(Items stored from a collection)
***
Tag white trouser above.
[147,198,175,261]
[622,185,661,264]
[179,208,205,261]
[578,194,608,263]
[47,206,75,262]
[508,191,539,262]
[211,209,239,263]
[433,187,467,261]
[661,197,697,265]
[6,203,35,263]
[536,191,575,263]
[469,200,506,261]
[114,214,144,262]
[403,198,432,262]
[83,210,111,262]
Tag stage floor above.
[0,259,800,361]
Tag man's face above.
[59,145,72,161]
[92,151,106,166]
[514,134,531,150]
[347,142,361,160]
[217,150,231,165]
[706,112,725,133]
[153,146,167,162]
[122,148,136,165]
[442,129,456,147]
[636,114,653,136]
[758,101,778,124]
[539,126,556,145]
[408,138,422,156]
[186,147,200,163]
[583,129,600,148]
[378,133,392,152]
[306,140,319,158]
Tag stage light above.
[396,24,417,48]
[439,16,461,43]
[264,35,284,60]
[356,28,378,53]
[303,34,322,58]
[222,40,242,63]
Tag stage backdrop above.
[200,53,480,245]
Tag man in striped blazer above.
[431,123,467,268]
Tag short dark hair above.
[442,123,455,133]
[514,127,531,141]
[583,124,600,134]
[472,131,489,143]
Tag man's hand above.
***
→ **Exercise description**
Turn all of the material above into a JSON list of strings, one string per line, with blank lines left out.

→ **Exercise answer**
[
  "Tag white trouser above.",
  "[147,198,175,261]",
  "[622,185,661,264]",
  "[179,208,205,261]",
  "[578,194,608,263]",
  "[47,206,75,262]",
  "[508,191,539,262]",
  "[211,209,239,263]",
  "[433,187,467,261]",
  "[661,197,697,265]",
  "[6,203,35,263]",
  "[536,191,575,263]",
  "[469,200,506,261]",
  "[114,214,144,262]",
  "[403,198,432,262]",
  "[83,210,111,262]",
  "Tag stage floor above.",
  "[0,259,800,361]",
  "Tag man's face above.",
  "[59,145,72,161]",
  "[92,151,106,166]",
  "[514,134,531,150]",
  "[347,142,361,160]",
  "[217,150,231,165]",
  "[706,112,725,133]",
  "[153,146,167,162]",
  "[122,148,136,165]",
  "[442,129,456,147]",
  "[636,114,653,136]",
  "[758,101,778,124]",
  "[539,126,556,145]",
  "[408,138,422,156]",
  "[186,147,200,163]",
  "[583,129,600,148]",
  "[378,133,392,152]",
  "[306,140,319,158]",
  "Tag stage light above.",
  "[396,24,417,48]",
  "[439,16,461,43]",
  "[264,35,284,60]",
  "[356,28,378,53]",
  "[303,34,322,58]",
  "[222,40,242,63]",
  "Tag stage backdrop above.",
  "[200,53,480,245]",
  "Tag man in striped blazer above.",
  "[431,123,467,268]",
  "Tag short dark hair above.",
  "[442,123,455,133]",
  "[514,127,531,141]",
  "[583,124,600,134]",
  "[472,131,489,143]",
  "Tag man's hand above."
]